## [REQUIRED ACTIONS]
- A) Answer these questions from the passage on economic inequality:
(i) What is the contrast of affluence and wretchedness likened to?
(ii) Which publicly funded program is named as having helped to alleviate destitution?
(iii) Which raids were initiated to counter the "Red Menace" in the United States?
- B) Please copy the passage on economic inequality word for word, from "Paine may have" up to and including "the status quo.".

The contrast of affluence and wretchedness continually meeting
and offending the eye, is like dead and living bodies chained
together.
Paine may have been offended by the “contrast of affluence and
wretchedness”. But gross inequalities obviously didn’t bother
the wealthy elites, in Paine’s time or as Capitalism eclipsed
Mercantilism. Federal laws eventually eradicated many severe
abuses like the child labor Spargo described. And publicly
funded programs like Social Security have helped to alleviate
destitution. Yet were it not for wars, powerful social
movements, economic depressions, fears of widespread social
unrest, and the vexing Constitutional rights afforded to “We the
People”, those wielding the punishing cudgel of economic
domination would have maintained the status quo.
Each time the opulent surrendered a degree of power or afforded
additional rights to the underclass, they became increasingly
restless and insecure. They realized that exploitative
Capitalism, their principal mechanism for exerting and
maintaining their dominance, was under siege.
Marx and Engel’s Manifesto calling for the abolition of private
property and a revolution of the working class scared the hell
out of the Bourgeoisie. To counter the “Red Menace” in the
United States, they waged war on organized labor, initiated the
Palmer Raids, so demonized Socialists that their political
influence was virtually extinguished, and imprisoned or ruined
thousands of suspected Communists during the McCarthy Era.

(Image outline annotation entries)
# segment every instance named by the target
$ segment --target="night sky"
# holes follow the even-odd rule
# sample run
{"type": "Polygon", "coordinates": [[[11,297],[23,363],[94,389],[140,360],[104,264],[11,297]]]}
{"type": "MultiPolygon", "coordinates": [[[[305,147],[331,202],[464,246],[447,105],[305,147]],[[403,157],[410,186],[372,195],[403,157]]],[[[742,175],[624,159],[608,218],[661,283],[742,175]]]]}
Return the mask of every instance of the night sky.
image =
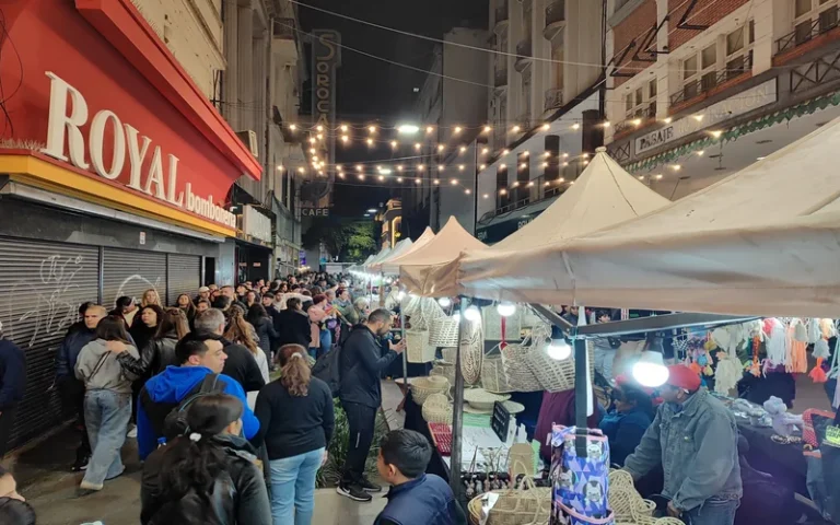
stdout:
{"type": "MultiPolygon", "coordinates": [[[[302,0],[317,8],[365,20],[375,24],[401,31],[441,38],[455,26],[486,28],[489,2],[487,0],[302,0]]],[[[299,16],[304,32],[315,28],[337,30],[341,44],[362,51],[428,70],[431,68],[434,43],[378,30],[358,22],[322,13],[299,4],[299,16]]],[[[308,49],[307,49],[308,52],[308,49]]],[[[307,58],[311,69],[311,58],[307,58]]],[[[394,125],[398,119],[410,116],[417,94],[413,88],[422,88],[425,74],[387,62],[365,57],[348,49],[341,50],[341,67],[338,70],[337,124],[343,120],[352,124],[381,120],[394,125]]],[[[302,113],[312,107],[311,85],[304,84],[302,113]]],[[[359,137],[354,147],[336,149],[336,162],[346,165],[389,154],[385,148],[369,151],[359,137]]],[[[366,137],[366,136],[365,136],[366,137]]],[[[370,177],[369,177],[370,180],[370,177]]],[[[359,182],[355,182],[359,184],[359,182]]],[[[358,217],[368,208],[376,208],[390,196],[387,187],[372,184],[351,186],[337,184],[332,194],[334,215],[358,217]]]]}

## [ANSWERS TO EACH TASK]
- A)
(i) Dead and living bodies chained together.
(ii) Social Security.
(iii) The Palmer Raids.

- B)
Paine may have been offended by the “contrast of affluence and
wretchedness”. But gross inequalities obviously didn’t bother
the wealthy elites, in Paine’s time or as Capitalism eclipsed
Mercantilism. Federal laws eventually eradicated many severe
abuses like the child labor Spargo described. And publicly
funded programs like Social Security have helped to alleviate
destitution. Yet were it not for wars, powerful social
movements, economic depressions, fears of widespread social
unrest, and the vexing Constitutional rights afforded to “We the
People”, those wielding the punishing cudgel of economic
domination would have maintained the status quo.